■ **Dataset extract**:
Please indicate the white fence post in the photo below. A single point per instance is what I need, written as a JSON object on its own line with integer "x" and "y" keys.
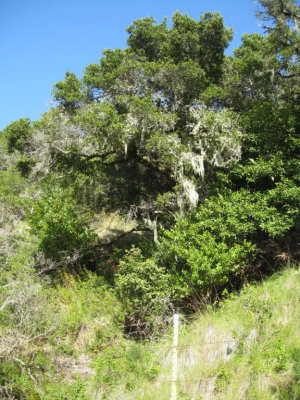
{"x": 174, "y": 358}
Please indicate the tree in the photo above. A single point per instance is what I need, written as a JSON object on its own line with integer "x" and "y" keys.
{"x": 139, "y": 110}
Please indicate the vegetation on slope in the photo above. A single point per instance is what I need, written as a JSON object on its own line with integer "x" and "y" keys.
{"x": 198, "y": 154}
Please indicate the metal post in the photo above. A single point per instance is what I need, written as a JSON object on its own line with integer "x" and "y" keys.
{"x": 174, "y": 358}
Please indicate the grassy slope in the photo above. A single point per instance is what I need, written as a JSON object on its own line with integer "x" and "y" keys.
{"x": 247, "y": 349}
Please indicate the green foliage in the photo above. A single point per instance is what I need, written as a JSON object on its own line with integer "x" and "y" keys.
{"x": 17, "y": 134}
{"x": 144, "y": 290}
{"x": 68, "y": 92}
{"x": 212, "y": 247}
{"x": 57, "y": 225}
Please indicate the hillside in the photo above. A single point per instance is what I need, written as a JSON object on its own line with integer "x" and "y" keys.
{"x": 165, "y": 178}
{"x": 247, "y": 348}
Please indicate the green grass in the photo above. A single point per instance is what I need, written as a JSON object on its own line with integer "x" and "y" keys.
{"x": 249, "y": 348}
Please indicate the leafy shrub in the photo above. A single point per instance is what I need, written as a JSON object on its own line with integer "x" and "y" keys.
{"x": 207, "y": 249}
{"x": 57, "y": 225}
{"x": 144, "y": 289}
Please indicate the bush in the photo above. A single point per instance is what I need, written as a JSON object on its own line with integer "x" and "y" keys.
{"x": 144, "y": 290}
{"x": 57, "y": 225}
{"x": 209, "y": 249}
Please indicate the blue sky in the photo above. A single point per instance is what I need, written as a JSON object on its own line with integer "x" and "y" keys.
{"x": 41, "y": 39}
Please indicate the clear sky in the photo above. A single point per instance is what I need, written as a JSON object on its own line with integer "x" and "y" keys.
{"x": 41, "y": 39}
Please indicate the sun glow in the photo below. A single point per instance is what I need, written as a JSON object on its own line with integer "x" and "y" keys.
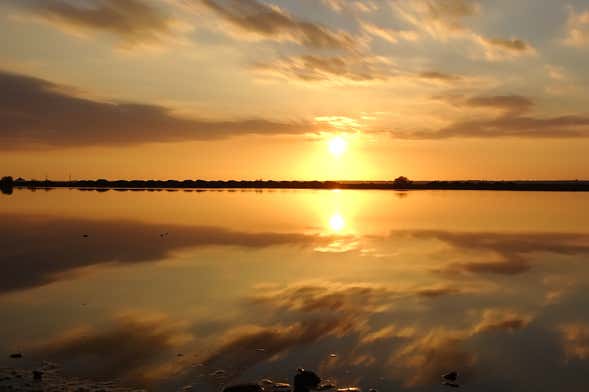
{"x": 337, "y": 222}
{"x": 337, "y": 146}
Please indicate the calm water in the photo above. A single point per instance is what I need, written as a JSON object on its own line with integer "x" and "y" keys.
{"x": 370, "y": 288}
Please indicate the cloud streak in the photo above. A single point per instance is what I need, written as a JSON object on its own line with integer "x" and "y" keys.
{"x": 135, "y": 21}
{"x": 39, "y": 250}
{"x": 513, "y": 250}
{"x": 39, "y": 114}
{"x": 511, "y": 122}
{"x": 273, "y": 23}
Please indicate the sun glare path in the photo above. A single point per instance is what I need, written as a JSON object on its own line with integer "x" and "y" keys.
{"x": 337, "y": 146}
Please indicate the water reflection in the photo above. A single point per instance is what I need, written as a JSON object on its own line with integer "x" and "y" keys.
{"x": 337, "y": 222}
{"x": 392, "y": 304}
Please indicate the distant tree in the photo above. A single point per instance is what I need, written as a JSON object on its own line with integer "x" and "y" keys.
{"x": 401, "y": 182}
{"x": 6, "y": 184}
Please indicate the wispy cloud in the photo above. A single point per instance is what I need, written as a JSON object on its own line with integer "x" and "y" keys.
{"x": 107, "y": 242}
{"x": 512, "y": 121}
{"x": 134, "y": 21}
{"x": 513, "y": 251}
{"x": 577, "y": 28}
{"x": 271, "y": 22}
{"x": 39, "y": 113}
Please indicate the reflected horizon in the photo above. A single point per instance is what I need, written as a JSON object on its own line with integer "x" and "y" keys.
{"x": 163, "y": 290}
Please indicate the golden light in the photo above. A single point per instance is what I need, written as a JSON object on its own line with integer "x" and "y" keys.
{"x": 337, "y": 222}
{"x": 337, "y": 146}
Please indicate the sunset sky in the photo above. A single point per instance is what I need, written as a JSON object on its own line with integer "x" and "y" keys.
{"x": 294, "y": 89}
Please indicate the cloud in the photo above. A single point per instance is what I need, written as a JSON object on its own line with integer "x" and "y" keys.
{"x": 495, "y": 320}
{"x": 239, "y": 352}
{"x": 445, "y": 19}
{"x": 508, "y": 103}
{"x": 438, "y": 18}
{"x": 497, "y": 49}
{"x": 503, "y": 103}
{"x": 134, "y": 21}
{"x": 577, "y": 29}
{"x": 439, "y": 76}
{"x": 422, "y": 361}
{"x": 511, "y": 121}
{"x": 107, "y": 241}
{"x": 513, "y": 250}
{"x": 350, "y": 298}
{"x": 390, "y": 35}
{"x": 133, "y": 346}
{"x": 346, "y": 69}
{"x": 310, "y": 68}
{"x": 37, "y": 113}
{"x": 575, "y": 338}
{"x": 273, "y": 23}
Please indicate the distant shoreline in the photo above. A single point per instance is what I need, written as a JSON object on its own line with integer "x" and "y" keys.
{"x": 544, "y": 186}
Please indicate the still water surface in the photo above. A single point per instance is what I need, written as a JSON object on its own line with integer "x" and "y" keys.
{"x": 376, "y": 289}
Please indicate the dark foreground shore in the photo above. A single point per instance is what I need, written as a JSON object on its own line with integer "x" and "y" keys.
{"x": 544, "y": 186}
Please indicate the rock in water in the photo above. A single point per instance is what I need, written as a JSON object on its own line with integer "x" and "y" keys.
{"x": 281, "y": 387}
{"x": 452, "y": 376}
{"x": 244, "y": 388}
{"x": 305, "y": 380}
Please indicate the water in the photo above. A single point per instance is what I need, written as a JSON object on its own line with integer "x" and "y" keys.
{"x": 370, "y": 288}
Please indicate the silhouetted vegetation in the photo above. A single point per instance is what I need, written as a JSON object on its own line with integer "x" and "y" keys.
{"x": 399, "y": 183}
{"x": 6, "y": 185}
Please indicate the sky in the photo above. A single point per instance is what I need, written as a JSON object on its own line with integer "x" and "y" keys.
{"x": 301, "y": 89}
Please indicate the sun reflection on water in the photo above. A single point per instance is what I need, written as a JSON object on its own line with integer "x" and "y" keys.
{"x": 337, "y": 222}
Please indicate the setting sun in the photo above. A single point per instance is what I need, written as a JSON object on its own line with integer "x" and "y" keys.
{"x": 337, "y": 146}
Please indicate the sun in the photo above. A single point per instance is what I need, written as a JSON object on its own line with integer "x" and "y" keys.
{"x": 337, "y": 146}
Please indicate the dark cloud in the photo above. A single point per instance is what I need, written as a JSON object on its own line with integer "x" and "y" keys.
{"x": 351, "y": 299}
{"x": 511, "y": 122}
{"x": 133, "y": 20}
{"x": 346, "y": 68}
{"x": 271, "y": 22}
{"x": 439, "y": 76}
{"x": 38, "y": 113}
{"x": 513, "y": 250}
{"x": 508, "y": 324}
{"x": 424, "y": 360}
{"x": 241, "y": 349}
{"x": 38, "y": 250}
{"x": 510, "y": 103}
{"x": 128, "y": 349}
{"x": 321, "y": 68}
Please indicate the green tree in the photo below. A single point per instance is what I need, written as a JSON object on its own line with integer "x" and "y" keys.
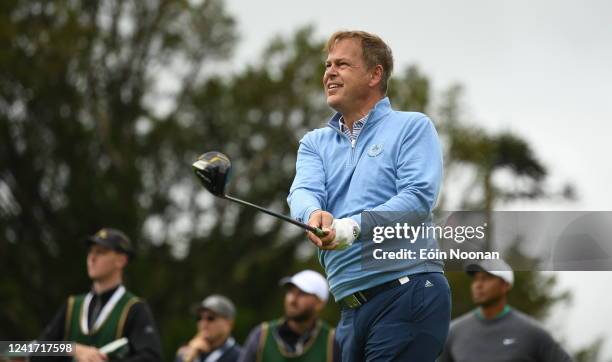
{"x": 82, "y": 144}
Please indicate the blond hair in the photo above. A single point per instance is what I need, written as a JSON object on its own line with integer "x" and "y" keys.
{"x": 374, "y": 51}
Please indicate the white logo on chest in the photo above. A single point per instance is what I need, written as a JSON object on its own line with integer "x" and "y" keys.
{"x": 508, "y": 341}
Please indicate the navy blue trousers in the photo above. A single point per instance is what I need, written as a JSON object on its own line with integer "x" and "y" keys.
{"x": 406, "y": 323}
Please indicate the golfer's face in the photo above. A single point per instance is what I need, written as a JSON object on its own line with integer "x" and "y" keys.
{"x": 213, "y": 326}
{"x": 346, "y": 77}
{"x": 103, "y": 262}
{"x": 487, "y": 288}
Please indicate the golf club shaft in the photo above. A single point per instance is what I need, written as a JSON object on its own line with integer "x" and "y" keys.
{"x": 314, "y": 230}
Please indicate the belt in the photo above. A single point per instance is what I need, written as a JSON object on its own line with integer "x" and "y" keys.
{"x": 359, "y": 298}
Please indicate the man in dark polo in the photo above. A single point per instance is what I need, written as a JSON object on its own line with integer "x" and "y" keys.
{"x": 108, "y": 312}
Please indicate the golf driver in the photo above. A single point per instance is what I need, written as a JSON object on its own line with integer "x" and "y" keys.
{"x": 213, "y": 170}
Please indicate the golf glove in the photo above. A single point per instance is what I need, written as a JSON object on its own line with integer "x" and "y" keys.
{"x": 347, "y": 230}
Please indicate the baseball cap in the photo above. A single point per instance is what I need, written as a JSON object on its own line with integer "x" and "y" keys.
{"x": 220, "y": 305}
{"x": 112, "y": 239}
{"x": 497, "y": 267}
{"x": 309, "y": 281}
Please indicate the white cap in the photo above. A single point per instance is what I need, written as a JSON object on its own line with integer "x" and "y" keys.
{"x": 309, "y": 281}
{"x": 497, "y": 267}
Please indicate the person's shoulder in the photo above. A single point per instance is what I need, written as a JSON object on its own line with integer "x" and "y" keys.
{"x": 318, "y": 134}
{"x": 463, "y": 321}
{"x": 232, "y": 354}
{"x": 411, "y": 118}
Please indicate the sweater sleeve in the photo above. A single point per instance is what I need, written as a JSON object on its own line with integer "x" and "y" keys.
{"x": 307, "y": 192}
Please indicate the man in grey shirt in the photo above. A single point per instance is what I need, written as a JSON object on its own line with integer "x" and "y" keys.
{"x": 495, "y": 331}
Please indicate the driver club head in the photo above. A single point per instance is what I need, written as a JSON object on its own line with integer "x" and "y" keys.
{"x": 213, "y": 169}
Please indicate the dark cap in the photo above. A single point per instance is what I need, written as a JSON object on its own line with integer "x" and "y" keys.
{"x": 112, "y": 239}
{"x": 219, "y": 305}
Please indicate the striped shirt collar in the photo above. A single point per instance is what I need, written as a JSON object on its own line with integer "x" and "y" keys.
{"x": 357, "y": 127}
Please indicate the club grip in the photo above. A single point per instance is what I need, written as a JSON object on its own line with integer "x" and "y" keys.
{"x": 320, "y": 233}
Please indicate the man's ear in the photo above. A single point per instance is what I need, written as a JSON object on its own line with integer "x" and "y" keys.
{"x": 376, "y": 76}
{"x": 123, "y": 260}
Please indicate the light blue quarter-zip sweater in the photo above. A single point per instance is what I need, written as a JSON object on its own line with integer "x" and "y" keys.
{"x": 394, "y": 165}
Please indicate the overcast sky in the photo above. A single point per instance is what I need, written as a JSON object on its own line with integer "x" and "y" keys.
{"x": 542, "y": 69}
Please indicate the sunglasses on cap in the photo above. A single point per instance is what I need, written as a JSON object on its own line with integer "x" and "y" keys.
{"x": 208, "y": 317}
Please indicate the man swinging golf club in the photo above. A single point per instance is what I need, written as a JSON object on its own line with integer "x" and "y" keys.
{"x": 372, "y": 158}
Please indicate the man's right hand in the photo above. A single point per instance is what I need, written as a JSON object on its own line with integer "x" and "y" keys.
{"x": 83, "y": 353}
{"x": 322, "y": 220}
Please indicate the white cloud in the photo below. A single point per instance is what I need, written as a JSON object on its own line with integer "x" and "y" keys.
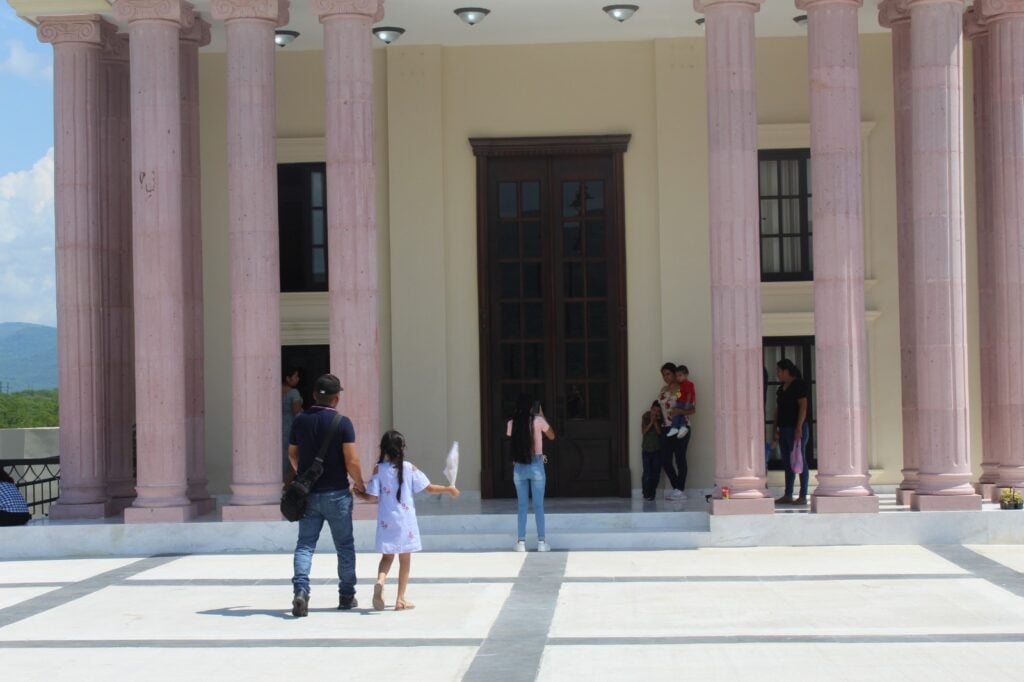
{"x": 27, "y": 267}
{"x": 20, "y": 61}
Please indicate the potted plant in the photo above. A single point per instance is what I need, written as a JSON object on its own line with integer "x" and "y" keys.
{"x": 1011, "y": 499}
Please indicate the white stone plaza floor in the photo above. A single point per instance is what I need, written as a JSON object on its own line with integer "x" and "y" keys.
{"x": 788, "y": 613}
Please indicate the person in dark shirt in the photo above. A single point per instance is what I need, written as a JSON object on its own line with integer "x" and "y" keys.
{"x": 791, "y": 425}
{"x": 330, "y": 500}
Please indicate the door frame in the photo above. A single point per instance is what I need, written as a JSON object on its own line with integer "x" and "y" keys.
{"x": 605, "y": 145}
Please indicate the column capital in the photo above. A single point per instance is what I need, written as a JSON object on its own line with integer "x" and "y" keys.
{"x": 115, "y": 44}
{"x": 271, "y": 10}
{"x": 72, "y": 29}
{"x": 811, "y": 4}
{"x": 155, "y": 10}
{"x": 371, "y": 8}
{"x": 892, "y": 12}
{"x": 198, "y": 33}
{"x": 921, "y": 3}
{"x": 975, "y": 26}
{"x": 992, "y": 9}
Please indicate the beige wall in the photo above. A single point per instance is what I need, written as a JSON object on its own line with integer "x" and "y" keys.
{"x": 431, "y": 99}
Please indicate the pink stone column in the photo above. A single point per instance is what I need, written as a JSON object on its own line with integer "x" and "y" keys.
{"x": 351, "y": 194}
{"x": 895, "y": 15}
{"x": 252, "y": 186}
{"x": 840, "y": 339}
{"x": 162, "y": 433}
{"x": 77, "y": 41}
{"x": 1006, "y": 110}
{"x": 190, "y": 40}
{"x": 115, "y": 153}
{"x": 992, "y": 377}
{"x": 940, "y": 293}
{"x": 735, "y": 258}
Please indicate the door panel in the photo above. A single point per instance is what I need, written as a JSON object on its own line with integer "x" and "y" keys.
{"x": 552, "y": 296}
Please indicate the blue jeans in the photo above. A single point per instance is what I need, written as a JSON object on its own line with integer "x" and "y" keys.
{"x": 785, "y": 438}
{"x": 530, "y": 477}
{"x": 335, "y": 507}
{"x": 651, "y": 472}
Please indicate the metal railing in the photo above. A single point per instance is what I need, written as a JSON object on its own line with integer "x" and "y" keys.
{"x": 38, "y": 479}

■ **Task details**: Everything from the line that contains "Please indicate the metal railing" to the last line of the entries above should be repeated word for word, both lines included, with no other output.

■ **Exercise solution**:
Please indicate the metal railing in the photo above. A single point per instance is what I need, written as a JSON object on its own line with integer "x" and "y" keys.
{"x": 38, "y": 479}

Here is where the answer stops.